Maynooth University, Department of Anthropology supported by MUSSI,present this event dedicated to sharing some of the insights of recent research on urban marginality and the governance of urban poverty in Romania.
The aim is to “talk back” to research that originated in Western Europe and the US on the racialization of Roma in Eastern Europe by foregrounding gendered voices and experiences as well as the everyday unsettlements created by racial banishment and marginalization based on field research carried out in two Transylvanian cities between 2019 and 2023. This is achieved via two presentations which are summarized below.

Records excerpted from a collection:

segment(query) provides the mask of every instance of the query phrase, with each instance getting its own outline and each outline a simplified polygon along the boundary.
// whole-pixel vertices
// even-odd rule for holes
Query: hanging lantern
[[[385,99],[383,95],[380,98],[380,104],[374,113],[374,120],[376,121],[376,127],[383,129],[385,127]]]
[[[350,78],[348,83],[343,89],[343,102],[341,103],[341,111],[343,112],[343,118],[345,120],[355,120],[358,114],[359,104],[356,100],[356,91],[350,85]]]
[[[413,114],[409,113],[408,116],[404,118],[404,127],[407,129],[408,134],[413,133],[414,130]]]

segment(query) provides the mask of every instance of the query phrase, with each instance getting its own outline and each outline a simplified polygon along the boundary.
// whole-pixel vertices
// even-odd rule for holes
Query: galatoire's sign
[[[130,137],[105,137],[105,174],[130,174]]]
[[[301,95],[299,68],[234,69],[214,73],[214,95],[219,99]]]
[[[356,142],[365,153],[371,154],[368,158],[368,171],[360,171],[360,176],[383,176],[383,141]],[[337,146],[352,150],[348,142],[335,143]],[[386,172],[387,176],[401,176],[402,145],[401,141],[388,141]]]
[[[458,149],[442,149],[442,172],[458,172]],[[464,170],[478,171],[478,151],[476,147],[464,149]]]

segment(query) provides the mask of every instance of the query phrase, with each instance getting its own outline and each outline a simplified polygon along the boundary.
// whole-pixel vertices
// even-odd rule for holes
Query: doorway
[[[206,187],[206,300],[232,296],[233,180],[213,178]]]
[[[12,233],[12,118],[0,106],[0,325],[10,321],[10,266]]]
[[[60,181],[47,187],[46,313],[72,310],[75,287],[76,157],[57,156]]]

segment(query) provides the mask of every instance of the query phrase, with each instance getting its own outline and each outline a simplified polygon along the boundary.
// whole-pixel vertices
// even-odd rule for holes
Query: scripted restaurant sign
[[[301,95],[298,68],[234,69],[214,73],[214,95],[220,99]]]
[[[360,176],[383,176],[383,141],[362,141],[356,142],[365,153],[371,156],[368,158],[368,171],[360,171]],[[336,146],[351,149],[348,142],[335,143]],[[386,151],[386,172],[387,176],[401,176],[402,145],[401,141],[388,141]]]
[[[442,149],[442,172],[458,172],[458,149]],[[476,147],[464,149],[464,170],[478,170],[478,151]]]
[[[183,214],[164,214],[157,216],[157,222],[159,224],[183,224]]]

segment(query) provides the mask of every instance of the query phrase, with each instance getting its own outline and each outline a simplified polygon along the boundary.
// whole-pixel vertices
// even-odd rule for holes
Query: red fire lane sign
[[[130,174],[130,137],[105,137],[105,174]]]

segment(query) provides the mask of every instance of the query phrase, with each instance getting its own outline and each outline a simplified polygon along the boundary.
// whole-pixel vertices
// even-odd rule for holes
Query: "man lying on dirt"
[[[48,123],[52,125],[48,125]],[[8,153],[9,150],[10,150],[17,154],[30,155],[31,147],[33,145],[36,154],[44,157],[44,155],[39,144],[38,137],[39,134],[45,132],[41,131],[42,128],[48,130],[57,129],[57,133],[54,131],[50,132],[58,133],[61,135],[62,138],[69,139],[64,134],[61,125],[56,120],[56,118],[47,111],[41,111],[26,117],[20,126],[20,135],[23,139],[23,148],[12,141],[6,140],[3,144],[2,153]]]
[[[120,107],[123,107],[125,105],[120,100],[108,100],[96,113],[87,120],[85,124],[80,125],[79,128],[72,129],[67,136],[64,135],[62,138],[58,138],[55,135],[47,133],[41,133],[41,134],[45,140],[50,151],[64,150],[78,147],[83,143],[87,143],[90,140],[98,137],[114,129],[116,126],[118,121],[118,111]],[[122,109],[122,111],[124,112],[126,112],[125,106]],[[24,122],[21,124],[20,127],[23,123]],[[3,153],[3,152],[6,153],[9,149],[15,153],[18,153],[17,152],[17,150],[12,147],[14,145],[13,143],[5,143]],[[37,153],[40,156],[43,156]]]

▶ Required tasks
1 - According to the event announcement, between which years was the field research carried out?
2 - Reproduce the stretch of the event announcement from "Maynooth University, Department" through "poverty in Romania.".
3 - Translate this sentence from the event announcement into Spanish: "This is achieved via two presentations which are summarized below."

▶ Solutions to the problems
1 - Between 2019 and 2023.

2 -
Maynooth University, Department of Anthropology supported by MUSSI,present this event dedicated to sharing some of the insights of recent research on urban marginality and the governance of urban poverty in Romania.

3 - Esto se logra mediante dos presentaciones que se resumen a continuación.